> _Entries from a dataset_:
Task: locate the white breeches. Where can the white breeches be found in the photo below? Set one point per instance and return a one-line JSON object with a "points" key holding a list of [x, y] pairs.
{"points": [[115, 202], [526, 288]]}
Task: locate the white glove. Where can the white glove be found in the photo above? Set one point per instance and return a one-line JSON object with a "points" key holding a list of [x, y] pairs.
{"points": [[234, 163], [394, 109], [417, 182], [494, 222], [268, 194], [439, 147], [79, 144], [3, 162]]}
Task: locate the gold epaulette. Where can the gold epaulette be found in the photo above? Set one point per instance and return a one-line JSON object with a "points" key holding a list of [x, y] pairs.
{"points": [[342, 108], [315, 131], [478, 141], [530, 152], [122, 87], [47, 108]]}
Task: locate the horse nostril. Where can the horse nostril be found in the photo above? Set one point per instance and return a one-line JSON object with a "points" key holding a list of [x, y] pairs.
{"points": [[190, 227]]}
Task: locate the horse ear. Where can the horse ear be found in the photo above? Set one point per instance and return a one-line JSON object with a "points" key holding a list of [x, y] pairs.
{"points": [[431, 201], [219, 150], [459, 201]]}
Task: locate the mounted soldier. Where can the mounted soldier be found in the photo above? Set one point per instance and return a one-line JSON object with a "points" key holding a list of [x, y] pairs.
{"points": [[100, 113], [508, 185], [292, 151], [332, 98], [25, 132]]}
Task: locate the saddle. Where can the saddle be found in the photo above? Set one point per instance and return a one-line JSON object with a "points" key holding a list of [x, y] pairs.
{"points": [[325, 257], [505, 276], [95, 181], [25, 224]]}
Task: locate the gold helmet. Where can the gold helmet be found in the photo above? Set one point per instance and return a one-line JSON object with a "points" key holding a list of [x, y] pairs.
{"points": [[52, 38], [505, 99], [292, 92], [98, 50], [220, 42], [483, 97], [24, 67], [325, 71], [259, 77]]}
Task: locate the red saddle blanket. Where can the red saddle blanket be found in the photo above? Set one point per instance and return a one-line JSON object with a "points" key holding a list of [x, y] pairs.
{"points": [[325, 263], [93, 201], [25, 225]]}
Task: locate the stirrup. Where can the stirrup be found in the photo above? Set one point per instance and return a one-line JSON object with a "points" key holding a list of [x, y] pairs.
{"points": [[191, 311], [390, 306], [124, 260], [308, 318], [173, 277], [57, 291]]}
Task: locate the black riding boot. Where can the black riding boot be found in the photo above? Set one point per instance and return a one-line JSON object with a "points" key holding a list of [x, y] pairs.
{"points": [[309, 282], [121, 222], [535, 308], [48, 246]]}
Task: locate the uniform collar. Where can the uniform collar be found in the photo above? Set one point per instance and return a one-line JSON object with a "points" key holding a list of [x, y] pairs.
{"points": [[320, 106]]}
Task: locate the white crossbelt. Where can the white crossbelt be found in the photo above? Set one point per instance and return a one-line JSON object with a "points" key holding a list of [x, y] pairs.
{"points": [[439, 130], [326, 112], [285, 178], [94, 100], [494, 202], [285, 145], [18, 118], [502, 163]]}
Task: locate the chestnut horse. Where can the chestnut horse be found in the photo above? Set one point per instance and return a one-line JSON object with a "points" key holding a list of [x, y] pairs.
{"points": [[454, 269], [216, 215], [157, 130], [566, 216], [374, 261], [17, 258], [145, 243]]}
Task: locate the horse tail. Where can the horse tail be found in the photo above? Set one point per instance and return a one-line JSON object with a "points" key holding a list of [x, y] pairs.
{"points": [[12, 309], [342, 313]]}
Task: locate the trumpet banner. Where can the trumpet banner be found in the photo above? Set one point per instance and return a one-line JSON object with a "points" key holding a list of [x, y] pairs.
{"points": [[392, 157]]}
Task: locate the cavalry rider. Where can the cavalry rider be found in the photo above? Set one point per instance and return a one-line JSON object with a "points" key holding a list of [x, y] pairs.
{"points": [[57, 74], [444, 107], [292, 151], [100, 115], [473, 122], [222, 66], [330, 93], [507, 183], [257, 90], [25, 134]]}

> _The task_: Reproduce each entry exactly, leaving out nothing.

> _Finished task_:
Task: locate the white breeches. Where can the white breeches be found in the photo below? Set one point per instance and return a one-line JSON object with a "points" key holding a list of [x, y] pairs.
{"points": [[115, 202], [526, 288]]}
Task: locate the white glove. Where can the white glove be found in the photo above? Set one point per instance and return a one-line JSON object with a "points" key holding a list of [x, y] pairs.
{"points": [[234, 163], [394, 109], [417, 182], [494, 222], [268, 194], [439, 147], [79, 144], [3, 162]]}
Task: locate the gold epaulette. Where can the gold epaulette be found in the photo above? Set one point per instance and return a one-line JSON object with a "points" key holding a list of [x, y] pairs.
{"points": [[342, 108], [315, 131], [478, 141], [530, 152], [122, 87], [47, 108]]}
Task: locate the horse nostril. Where can the horse nostril be found in the photo above? Set one point per instance and return a one-line JSON object with a "points" key holding a list of [x, y] pairs.
{"points": [[190, 227]]}
Task: locate the horse ear. Where can the horse ear be found in the photo above? Set one point per instance and return a one-line JSON object with a "points" key holding a list of [x, y] pairs.
{"points": [[431, 201], [219, 150], [459, 201]]}
Task: locate the mounted soldier. Where can the mounted soldier be found in the photo above? Set one point per instance and return a one-line JSON object with a "points" key holding a list of [x, y] pairs.
{"points": [[100, 113], [508, 185], [292, 151], [332, 98], [25, 132]]}
Task: locate the saddle. Where can the saddle be found in the photo above? Set one point per instance and return a one-line JSON object with a "points" key holding a list of [x, y] pairs.
{"points": [[325, 257], [505, 276], [95, 181], [25, 224]]}
Task: locate the gold helmet. Where can the gold helmet be found in the photo above? Set one point per instance and return a one-line JSON object with a "points" key holding a list of [x, y] pairs.
{"points": [[52, 38], [505, 99], [292, 92], [98, 50], [220, 42], [483, 97], [24, 67], [325, 71], [259, 77]]}
Task: locate the red saddle blanket. Where can the red saddle blanket be found in the photo above? Set one point per instance and return a one-line JSON object with a "points" key holding a list of [x, y] pairs.
{"points": [[325, 263], [93, 201], [25, 225]]}
Task: locate the stirrup. Where can the stirrup be found in the photo above? Set one point per instance and return a one-line JSON object with a "points" key holding a list of [x, y] pairs.
{"points": [[191, 311], [390, 306], [124, 260], [308, 318], [173, 277], [57, 291]]}
Task: locate the black riding boot. Where can the black riding boot be found in the photo above? Set one point per instance and return a one-line JSON object with a "points" key holding a list of [x, y] pairs.
{"points": [[309, 282], [121, 222], [535, 308], [48, 246]]}
Task: locate the uniform collar. Where can the uniform collar be found in the photo above? Set one point per instance and return a one-line JSON object with a "points" key holding a list of [x, y] pairs.
{"points": [[320, 106]]}
Task: locate the white crossbelt. Where can the white crossbelt be found in the photo above? Set one point per instance and return a one-line JSON object with a "points" key holding a list of [x, y] pairs.
{"points": [[439, 130], [326, 112], [285, 178], [94, 100], [494, 202], [285, 145], [18, 118], [502, 163]]}
Task: locate the chestnut horse. Where can the chestnut horse be found in the photo above? Set one point per instance and return a one-line JSON object with a "points" key holding a list of [x, y] pairs.
{"points": [[454, 269], [216, 215], [157, 130], [566, 216], [374, 261], [17, 258], [145, 243]]}
Task: locate the horse tail. Where can the horse tail be found in the photo above? Set one point per instance and return a one-line JSON object with a "points" key holding a list of [x, y] pairs.
{"points": [[12, 309], [342, 313]]}
Task: locate the trumpet banner. Where can the trumpet banner be found in the photo above? Set one point per instance and return a one-line JSON object with a "points" key holding a list of [x, y] pairs.
{"points": [[392, 157]]}
Task: locate the cavalry rider. Where can the cavalry rider be found in the photo above? Set one point per instance and return a one-line JSON object with a "points" key holding a list of [x, y] pairs.
{"points": [[57, 74], [444, 107], [292, 151], [100, 115], [473, 122], [222, 66], [330, 93], [507, 183], [257, 90], [25, 134]]}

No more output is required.